# THE PROBLEM
Word for word, copy all of the entries.

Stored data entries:
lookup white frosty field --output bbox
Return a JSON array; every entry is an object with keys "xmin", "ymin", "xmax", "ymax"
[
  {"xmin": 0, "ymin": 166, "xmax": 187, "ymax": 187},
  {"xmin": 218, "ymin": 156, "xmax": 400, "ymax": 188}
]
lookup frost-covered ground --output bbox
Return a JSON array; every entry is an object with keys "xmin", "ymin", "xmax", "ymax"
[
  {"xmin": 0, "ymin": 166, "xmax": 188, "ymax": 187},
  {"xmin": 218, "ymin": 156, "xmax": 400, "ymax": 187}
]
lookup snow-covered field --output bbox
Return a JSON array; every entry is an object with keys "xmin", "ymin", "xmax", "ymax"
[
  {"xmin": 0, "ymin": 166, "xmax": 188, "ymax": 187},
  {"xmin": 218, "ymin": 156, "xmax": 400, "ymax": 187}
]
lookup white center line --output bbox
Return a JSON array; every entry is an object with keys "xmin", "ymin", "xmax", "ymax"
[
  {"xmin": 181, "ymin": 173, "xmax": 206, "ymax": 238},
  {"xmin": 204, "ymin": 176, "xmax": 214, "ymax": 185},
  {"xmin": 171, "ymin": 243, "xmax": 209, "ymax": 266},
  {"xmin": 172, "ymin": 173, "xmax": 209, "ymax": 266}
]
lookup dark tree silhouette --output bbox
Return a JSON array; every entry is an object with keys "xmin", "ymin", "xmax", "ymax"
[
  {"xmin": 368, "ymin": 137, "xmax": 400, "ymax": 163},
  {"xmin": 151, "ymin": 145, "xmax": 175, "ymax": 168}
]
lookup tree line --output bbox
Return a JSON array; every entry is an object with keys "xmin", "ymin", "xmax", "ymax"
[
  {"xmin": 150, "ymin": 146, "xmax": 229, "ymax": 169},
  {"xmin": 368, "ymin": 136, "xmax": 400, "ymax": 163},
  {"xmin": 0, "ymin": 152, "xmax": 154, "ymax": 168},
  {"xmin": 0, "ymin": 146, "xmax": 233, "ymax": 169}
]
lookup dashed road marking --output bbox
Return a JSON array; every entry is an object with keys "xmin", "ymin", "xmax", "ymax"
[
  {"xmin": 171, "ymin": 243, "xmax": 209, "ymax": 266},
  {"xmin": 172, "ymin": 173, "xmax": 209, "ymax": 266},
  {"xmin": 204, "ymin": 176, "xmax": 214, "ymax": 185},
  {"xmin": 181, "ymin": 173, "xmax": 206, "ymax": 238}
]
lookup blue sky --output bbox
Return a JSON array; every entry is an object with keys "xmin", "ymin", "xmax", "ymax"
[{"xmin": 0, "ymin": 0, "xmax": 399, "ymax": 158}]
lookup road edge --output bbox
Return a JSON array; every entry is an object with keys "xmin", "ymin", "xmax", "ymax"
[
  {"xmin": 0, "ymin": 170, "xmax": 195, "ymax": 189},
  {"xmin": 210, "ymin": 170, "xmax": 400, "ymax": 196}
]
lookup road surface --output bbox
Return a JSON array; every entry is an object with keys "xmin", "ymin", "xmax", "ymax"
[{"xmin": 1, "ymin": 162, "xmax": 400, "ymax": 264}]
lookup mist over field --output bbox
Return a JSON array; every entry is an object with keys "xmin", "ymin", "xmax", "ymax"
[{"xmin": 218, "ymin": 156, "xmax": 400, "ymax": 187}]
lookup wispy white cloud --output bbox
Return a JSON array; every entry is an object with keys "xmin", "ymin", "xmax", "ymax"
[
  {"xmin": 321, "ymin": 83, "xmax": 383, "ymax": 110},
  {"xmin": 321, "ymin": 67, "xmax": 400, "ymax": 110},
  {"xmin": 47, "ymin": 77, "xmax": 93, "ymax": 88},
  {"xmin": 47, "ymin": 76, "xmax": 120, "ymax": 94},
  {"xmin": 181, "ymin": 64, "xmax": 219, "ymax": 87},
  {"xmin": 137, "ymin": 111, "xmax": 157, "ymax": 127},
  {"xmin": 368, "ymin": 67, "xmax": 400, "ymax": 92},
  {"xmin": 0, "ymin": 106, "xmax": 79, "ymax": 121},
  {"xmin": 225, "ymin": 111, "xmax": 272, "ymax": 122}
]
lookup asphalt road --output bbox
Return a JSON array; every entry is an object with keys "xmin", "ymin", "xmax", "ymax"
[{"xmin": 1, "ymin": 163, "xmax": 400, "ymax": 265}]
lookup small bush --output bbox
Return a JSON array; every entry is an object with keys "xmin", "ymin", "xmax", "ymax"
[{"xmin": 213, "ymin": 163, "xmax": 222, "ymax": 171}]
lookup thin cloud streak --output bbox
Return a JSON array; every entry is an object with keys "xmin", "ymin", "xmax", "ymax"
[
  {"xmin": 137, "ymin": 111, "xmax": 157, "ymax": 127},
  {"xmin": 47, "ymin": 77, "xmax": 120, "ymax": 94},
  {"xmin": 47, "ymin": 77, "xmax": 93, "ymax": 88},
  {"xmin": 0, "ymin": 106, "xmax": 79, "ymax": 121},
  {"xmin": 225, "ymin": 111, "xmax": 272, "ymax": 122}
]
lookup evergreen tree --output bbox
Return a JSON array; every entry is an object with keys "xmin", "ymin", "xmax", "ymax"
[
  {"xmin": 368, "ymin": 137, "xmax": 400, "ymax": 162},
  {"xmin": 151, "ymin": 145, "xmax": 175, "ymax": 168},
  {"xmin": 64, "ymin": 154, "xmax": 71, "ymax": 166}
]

# EXERCISE ANSWER
lookup white frosty field --output bbox
Return a JSON array; every entry is an object with keys "xmin", "ymin", "xmax", "ymax"
[
  {"xmin": 0, "ymin": 166, "xmax": 187, "ymax": 187},
  {"xmin": 218, "ymin": 156, "xmax": 400, "ymax": 188}
]
lookup frost-covered ground --output bbox
Return a JSON array; every entry is an object with keys "xmin", "ymin", "xmax", "ymax"
[
  {"xmin": 0, "ymin": 166, "xmax": 188, "ymax": 187},
  {"xmin": 218, "ymin": 156, "xmax": 400, "ymax": 187}
]
lookup snow-covered field --output bbox
Return a JSON array; every entry is an object with keys "xmin", "ymin", "xmax", "ymax"
[
  {"xmin": 0, "ymin": 166, "xmax": 188, "ymax": 187},
  {"xmin": 218, "ymin": 156, "xmax": 400, "ymax": 187}
]
lookup white center line --output bbox
Return a JSON array; every entry is an object with keys "xmin", "ymin", "xmax", "ymax"
[
  {"xmin": 181, "ymin": 173, "xmax": 206, "ymax": 238},
  {"xmin": 204, "ymin": 176, "xmax": 214, "ymax": 185},
  {"xmin": 171, "ymin": 243, "xmax": 209, "ymax": 266},
  {"xmin": 172, "ymin": 173, "xmax": 209, "ymax": 266}
]
lookup dark tree silhouette --output bbox
Return a JSON array; every entry is an object with keys "xmin", "ymin", "xmax", "ymax"
[
  {"xmin": 368, "ymin": 137, "xmax": 400, "ymax": 163},
  {"xmin": 151, "ymin": 145, "xmax": 175, "ymax": 168}
]
lookup tree line --output bbox
Return a JSON array; every entry is an object with keys "xmin", "ymin", "xmax", "ymax"
[
  {"xmin": 150, "ymin": 146, "xmax": 229, "ymax": 169},
  {"xmin": 368, "ymin": 136, "xmax": 400, "ymax": 163},
  {"xmin": 0, "ymin": 152, "xmax": 154, "ymax": 168},
  {"xmin": 0, "ymin": 146, "xmax": 233, "ymax": 169}
]
lookup dashed road marking --output bbox
Return a JSON array; every entry is an object with keys "xmin", "ymin", "xmax", "ymax"
[
  {"xmin": 171, "ymin": 243, "xmax": 209, "ymax": 266},
  {"xmin": 172, "ymin": 173, "xmax": 209, "ymax": 266},
  {"xmin": 204, "ymin": 176, "xmax": 214, "ymax": 185},
  {"xmin": 181, "ymin": 173, "xmax": 206, "ymax": 238}
]
lookup blue sky --output bbox
Return a JSON array; every entry is an object with keys "xmin", "ymin", "xmax", "ymax"
[{"xmin": 0, "ymin": 0, "xmax": 399, "ymax": 158}]
lookup road edge --output bbox
Return a JSON array; every entry is an object with keys "xmin", "ymin", "xmax", "ymax"
[
  {"xmin": 0, "ymin": 170, "xmax": 195, "ymax": 189},
  {"xmin": 210, "ymin": 170, "xmax": 400, "ymax": 196}
]
lookup road surface --output bbox
Return a JSON array; every entry is an object with keys "xmin", "ymin", "xmax", "ymax"
[{"xmin": 1, "ymin": 162, "xmax": 400, "ymax": 264}]
lookup mist over field --output bbox
Return a JSON array; every entry is an object with keys "xmin", "ymin", "xmax", "ymax"
[{"xmin": 218, "ymin": 156, "xmax": 400, "ymax": 187}]
lookup wispy white cloud --output bbox
Return a JSON array; every entry is an object with keys "xmin", "ymin", "xmax", "ymax"
[
  {"xmin": 321, "ymin": 83, "xmax": 383, "ymax": 110},
  {"xmin": 321, "ymin": 67, "xmax": 400, "ymax": 110},
  {"xmin": 47, "ymin": 77, "xmax": 93, "ymax": 88},
  {"xmin": 47, "ymin": 76, "xmax": 120, "ymax": 94},
  {"xmin": 181, "ymin": 64, "xmax": 219, "ymax": 87},
  {"xmin": 137, "ymin": 111, "xmax": 157, "ymax": 127},
  {"xmin": 368, "ymin": 67, "xmax": 400, "ymax": 92},
  {"xmin": 0, "ymin": 106, "xmax": 79, "ymax": 121},
  {"xmin": 225, "ymin": 111, "xmax": 272, "ymax": 122}
]
lookup asphalt road --output bbox
Return a JSON array; every entry is an object with keys "xmin", "ymin", "xmax", "ymax"
[{"xmin": 1, "ymin": 163, "xmax": 400, "ymax": 265}]
lookup small bush --output bbox
Return a JSON array; every entry is an object with keys "xmin", "ymin", "xmax", "ymax"
[{"xmin": 213, "ymin": 163, "xmax": 222, "ymax": 171}]
lookup thin cloud streak --output bbox
Return a JSON array; every entry is an object with keys "xmin", "ymin", "xmax", "ymax"
[
  {"xmin": 137, "ymin": 111, "xmax": 157, "ymax": 127},
  {"xmin": 47, "ymin": 77, "xmax": 120, "ymax": 94},
  {"xmin": 47, "ymin": 77, "xmax": 93, "ymax": 88},
  {"xmin": 0, "ymin": 106, "xmax": 79, "ymax": 121},
  {"xmin": 225, "ymin": 111, "xmax": 272, "ymax": 122}
]
lookup evergreen tree --output bbox
Return a JSON array; every entry is an object with keys "xmin", "ymin", "xmax", "ymax"
[
  {"xmin": 368, "ymin": 137, "xmax": 400, "ymax": 162},
  {"xmin": 151, "ymin": 145, "xmax": 175, "ymax": 168},
  {"xmin": 64, "ymin": 154, "xmax": 71, "ymax": 166}
]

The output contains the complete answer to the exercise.